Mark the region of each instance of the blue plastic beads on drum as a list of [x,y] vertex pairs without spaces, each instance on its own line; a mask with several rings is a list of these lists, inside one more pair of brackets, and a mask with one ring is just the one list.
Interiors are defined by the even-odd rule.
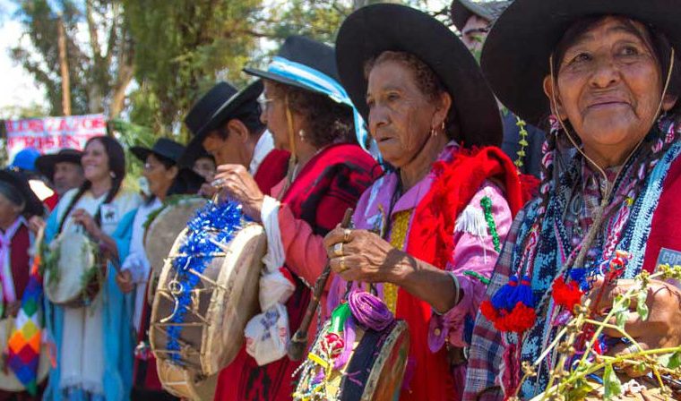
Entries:
[[[246,219],[241,205],[236,202],[219,204],[209,201],[189,221],[186,240],[179,247],[180,256],[172,261],[177,277],[173,280],[176,283],[174,288],[170,288],[176,307],[168,322],[185,322],[186,311],[191,310],[192,291],[201,281],[196,273],[203,274],[215,255],[224,252],[219,244],[227,245],[241,229],[244,221],[247,221]],[[181,330],[179,325],[169,325],[167,330],[170,359],[178,364],[182,364]]]

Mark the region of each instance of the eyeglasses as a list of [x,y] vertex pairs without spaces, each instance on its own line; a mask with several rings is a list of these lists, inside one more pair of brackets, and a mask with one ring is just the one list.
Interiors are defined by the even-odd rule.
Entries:
[[144,165],[142,166],[142,168],[144,169],[144,171],[151,171],[155,169],[157,166],[159,165],[152,165],[151,163],[147,162],[147,163],[144,163]]
[[258,104],[260,105],[260,109],[263,111],[266,111],[269,107],[269,104],[277,100],[276,98],[265,98],[264,96],[262,96],[258,98]]

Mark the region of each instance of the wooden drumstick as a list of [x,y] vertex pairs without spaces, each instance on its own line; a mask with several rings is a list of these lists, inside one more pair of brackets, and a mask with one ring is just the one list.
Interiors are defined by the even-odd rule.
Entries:
[[[352,208],[349,208],[345,210],[345,216],[340,222],[340,226],[342,228],[349,228],[351,223]],[[317,281],[315,282],[312,299],[310,300],[310,303],[307,304],[307,310],[305,311],[303,320],[300,322],[300,328],[298,328],[297,331],[296,331],[291,337],[291,340],[289,342],[289,346],[286,351],[289,354],[289,359],[291,361],[300,361],[303,359],[303,356],[305,356],[305,350],[307,348],[307,330],[310,328],[312,319],[315,317],[315,313],[319,307],[319,300],[326,286],[326,282],[329,280],[330,274],[331,264],[327,261],[323,271],[322,271],[322,274],[317,277]]]

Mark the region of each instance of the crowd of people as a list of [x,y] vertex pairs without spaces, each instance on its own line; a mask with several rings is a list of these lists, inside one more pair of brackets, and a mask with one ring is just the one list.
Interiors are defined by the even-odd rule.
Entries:
[[[106,135],[82,151],[20,151],[0,171],[3,319],[26,320],[31,283],[47,291],[56,274],[34,261],[61,260],[69,233],[94,244],[99,291],[44,298],[36,341],[49,372],[26,363],[35,386],[0,400],[176,399],[150,350],[158,267],[144,247],[148,221],[174,195],[238,203],[264,228],[267,274],[285,294],[249,322],[216,401],[324,399],[301,393],[301,362],[270,347],[269,326],[293,334],[319,302],[314,339],[323,322],[345,321],[339,311],[358,294],[408,328],[403,380],[384,399],[531,399],[559,362],[549,354],[529,380],[523,363],[573,311],[556,288],[579,288],[598,319],[632,278],[681,256],[679,5],[454,0],[460,35],[408,6],[368,5],[335,47],[291,36],[264,69],[244,70],[249,85],[217,83],[186,115],[186,146],[124,149]],[[142,166],[140,191],[125,183],[126,154]],[[625,338],[607,330],[604,353],[632,353],[632,339],[681,346],[681,288],[651,281],[647,320],[632,315]],[[342,327],[333,333],[347,359],[361,347],[347,337],[357,328]],[[18,372],[7,348],[4,370]],[[645,374],[617,374],[635,380],[632,399],[681,399],[677,378],[656,392]]]

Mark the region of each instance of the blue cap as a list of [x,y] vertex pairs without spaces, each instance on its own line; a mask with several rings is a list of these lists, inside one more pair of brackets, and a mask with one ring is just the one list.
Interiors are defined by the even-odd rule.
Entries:
[[36,170],[36,159],[40,157],[40,152],[33,148],[26,148],[19,150],[14,155],[14,159],[10,165],[10,168],[20,168],[26,171],[37,171]]

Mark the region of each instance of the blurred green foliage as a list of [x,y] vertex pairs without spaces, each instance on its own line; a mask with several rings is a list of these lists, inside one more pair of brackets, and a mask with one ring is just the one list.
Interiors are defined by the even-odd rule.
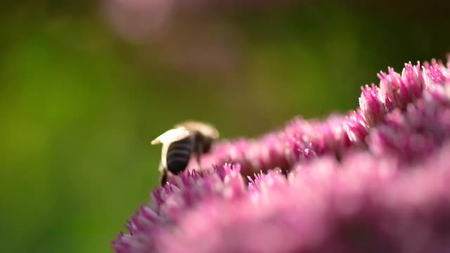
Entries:
[[87,1],[6,6],[3,252],[110,252],[157,185],[160,147],[149,141],[178,122],[212,122],[224,138],[257,136],[297,115],[354,108],[378,71],[450,50],[445,8],[432,19],[420,5],[298,4],[222,16],[238,57],[194,71],[165,60],[160,45],[121,38]]

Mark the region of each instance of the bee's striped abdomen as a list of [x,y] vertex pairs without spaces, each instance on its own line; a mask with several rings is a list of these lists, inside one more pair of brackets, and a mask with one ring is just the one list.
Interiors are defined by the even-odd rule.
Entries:
[[183,171],[189,162],[193,144],[191,136],[170,144],[166,156],[167,170],[175,175]]

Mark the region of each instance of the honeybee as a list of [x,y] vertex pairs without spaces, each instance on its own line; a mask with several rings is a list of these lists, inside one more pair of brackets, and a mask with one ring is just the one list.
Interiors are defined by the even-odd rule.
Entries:
[[152,145],[162,144],[160,183],[164,186],[169,174],[183,172],[192,155],[200,166],[200,155],[210,152],[212,142],[219,138],[219,131],[212,125],[188,121],[175,125],[173,129],[152,141]]

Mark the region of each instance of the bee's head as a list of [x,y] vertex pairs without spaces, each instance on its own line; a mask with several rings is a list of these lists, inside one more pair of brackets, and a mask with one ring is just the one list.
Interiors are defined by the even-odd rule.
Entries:
[[219,131],[216,129],[212,125],[195,121],[188,121],[180,123],[175,126],[175,127],[184,127],[185,129],[197,131],[203,136],[205,138],[210,138],[212,140],[216,140],[219,138]]

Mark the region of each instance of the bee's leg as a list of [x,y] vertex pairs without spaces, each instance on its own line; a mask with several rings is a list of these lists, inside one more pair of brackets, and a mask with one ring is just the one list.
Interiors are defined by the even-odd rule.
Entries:
[[160,183],[161,186],[164,186],[167,183],[167,172],[164,171],[161,173],[161,176],[160,176]]

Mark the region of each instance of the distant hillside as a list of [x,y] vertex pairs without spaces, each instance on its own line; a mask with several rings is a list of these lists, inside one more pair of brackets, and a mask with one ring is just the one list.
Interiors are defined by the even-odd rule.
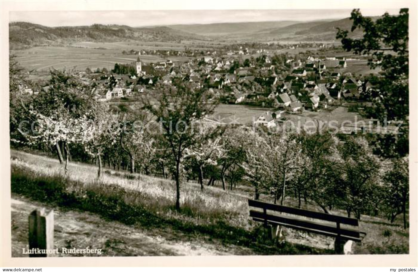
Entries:
[[[376,20],[378,17],[373,17]],[[283,27],[269,28],[252,33],[245,38],[259,40],[294,41],[332,41],[336,40],[337,28],[349,30],[353,21],[349,18],[332,21],[315,21],[291,25]],[[349,33],[352,37],[360,35],[356,30]],[[234,37],[235,38],[235,37]]]
[[202,25],[178,25],[170,28],[202,35],[220,36],[253,33],[266,28],[282,28],[298,23],[296,21],[228,23]]
[[66,45],[71,42],[80,41],[113,42],[134,40],[180,42],[184,40],[209,39],[167,27],[132,28],[126,25],[93,25],[48,27],[22,22],[11,23],[9,27],[9,41],[12,49],[38,45]]

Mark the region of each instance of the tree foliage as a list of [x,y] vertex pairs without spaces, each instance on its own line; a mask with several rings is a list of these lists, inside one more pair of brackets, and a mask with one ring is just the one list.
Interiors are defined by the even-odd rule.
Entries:
[[374,111],[383,119],[405,119],[409,114],[408,10],[400,10],[397,16],[385,13],[374,22],[354,10],[351,31],[358,28],[363,32],[360,38],[349,38],[347,30],[339,29],[337,39],[343,48],[358,54],[371,54],[369,64],[380,67],[382,76],[378,86],[380,99]]

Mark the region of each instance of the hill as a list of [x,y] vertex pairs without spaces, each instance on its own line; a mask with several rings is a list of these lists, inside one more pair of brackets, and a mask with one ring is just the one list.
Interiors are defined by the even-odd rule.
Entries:
[[293,25],[296,21],[251,22],[206,24],[177,25],[170,27],[202,35],[220,36],[230,34],[253,33],[266,28],[281,28]]
[[41,45],[66,45],[77,41],[180,42],[207,40],[207,38],[167,27],[132,28],[126,25],[93,25],[89,26],[49,27],[23,22],[9,25],[11,49]]
[[[54,242],[59,247],[71,243],[84,248],[94,239],[94,244],[103,245],[98,248],[105,249],[104,256],[333,253],[332,238],[289,228],[283,229],[283,244],[272,242],[262,224],[248,215],[252,191],[244,184],[227,191],[220,185],[206,186],[201,191],[197,182],[185,182],[182,209],[176,212],[172,181],[105,168],[98,182],[94,165],[70,162],[64,176],[56,159],[13,150],[10,154],[13,257],[21,257],[27,241],[28,213],[46,207],[57,212],[54,217],[60,233]],[[263,194],[260,197],[271,201]],[[286,201],[297,205],[291,196]],[[33,206],[19,207],[28,204]],[[311,204],[302,207],[318,211]],[[344,216],[345,212],[333,209],[332,214]],[[354,245],[354,253],[408,254],[408,230],[403,229],[401,222],[397,218],[390,223],[381,217],[362,216],[359,227],[367,235],[361,244]],[[99,225],[98,232],[92,234]],[[67,242],[66,234],[74,235],[74,229],[77,239]],[[139,242],[143,238],[143,244]]]

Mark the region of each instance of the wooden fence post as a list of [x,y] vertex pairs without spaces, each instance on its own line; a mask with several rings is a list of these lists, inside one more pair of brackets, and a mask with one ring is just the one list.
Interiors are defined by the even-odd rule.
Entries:
[[53,247],[54,210],[48,214],[44,208],[35,210],[29,216],[29,249],[32,252],[29,257],[46,257],[47,251]]

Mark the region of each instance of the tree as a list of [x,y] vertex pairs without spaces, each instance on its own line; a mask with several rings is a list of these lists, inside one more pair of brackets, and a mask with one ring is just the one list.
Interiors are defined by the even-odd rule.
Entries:
[[55,138],[52,137],[44,142],[49,141],[55,145],[60,162],[62,164],[62,154],[66,154],[66,161],[69,155],[68,145],[78,140],[72,136],[67,137],[76,128],[71,127],[71,122],[82,118],[94,108],[95,101],[90,92],[85,89],[80,78],[74,75],[73,71],[54,70],[50,73],[49,88],[41,92],[33,99],[28,117],[33,121],[41,118],[54,124],[54,127],[62,129],[61,131],[55,131],[52,133],[46,132],[48,137],[55,135]]
[[[222,187],[226,189],[225,178],[227,173],[235,166],[240,167],[245,158],[245,146],[242,141],[245,139],[245,130],[238,128],[227,129],[221,139],[224,152],[218,160],[219,177],[222,182]],[[212,179],[212,184],[214,180]]]
[[343,48],[358,54],[371,53],[369,65],[380,67],[383,77],[379,83],[380,101],[374,110],[381,119],[405,120],[409,114],[408,9],[402,9],[397,16],[387,13],[375,22],[363,16],[358,9],[351,13],[351,31],[362,30],[360,38],[349,38],[347,30],[338,29],[336,38]]
[[393,222],[396,216],[403,214],[403,227],[407,227],[406,210],[409,199],[408,157],[394,160],[391,170],[383,178],[383,205],[388,219]]
[[378,188],[384,169],[382,162],[372,154],[363,138],[351,138],[341,147],[344,161],[339,186],[345,192],[340,204],[349,217],[352,212],[360,219],[364,212],[374,210],[379,202]]
[[307,159],[304,171],[293,185],[299,207],[303,196],[306,202],[313,201],[324,212],[329,213],[332,206],[339,204],[345,197],[339,185],[343,160],[337,149],[338,139],[329,133],[323,133],[324,128],[321,126],[318,121],[316,133],[299,136],[303,153]]
[[97,177],[102,174],[102,156],[105,148],[115,144],[121,130],[117,117],[111,113],[109,106],[98,103],[81,122],[80,141],[86,151],[97,159]]
[[266,186],[274,197],[274,203],[281,197],[280,205],[283,205],[286,186],[291,188],[307,158],[302,154],[300,141],[294,135],[273,134],[269,141],[267,156],[270,176]]
[[[203,123],[201,133],[205,134],[212,133],[214,125]],[[199,182],[201,189],[203,191],[203,168],[207,165],[216,165],[217,160],[221,156],[223,150],[219,143],[220,138],[209,138],[206,141],[197,143],[194,146],[185,149],[185,158],[190,159],[196,166],[199,174]]]
[[269,146],[265,138],[250,128],[240,130],[240,143],[245,148],[245,159],[241,164],[247,180],[254,188],[254,199],[259,199],[261,190],[270,175]]
[[123,118],[124,126],[120,131],[120,146],[130,159],[130,172],[135,172],[135,159],[142,162],[152,159],[154,153],[153,141],[147,127],[149,120],[143,113],[126,114]]
[[18,128],[22,121],[28,121],[28,108],[32,98],[24,93],[23,88],[28,83],[27,72],[16,60],[16,56],[10,54],[9,57],[9,105],[10,140],[21,143],[25,138]]
[[184,151],[196,144],[213,139],[219,135],[220,127],[208,133],[200,133],[196,124],[213,112],[216,103],[209,103],[211,98],[207,89],[194,89],[188,83],[173,81],[173,86],[163,87],[156,98],[142,97],[144,108],[157,119],[160,123],[162,139],[169,146],[174,162],[176,181],[176,208],[180,210],[180,181],[183,173]]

[Task requirements] How many lines in the items above contain the string "blue"? Reply with the number alone.

[Expected answer] 2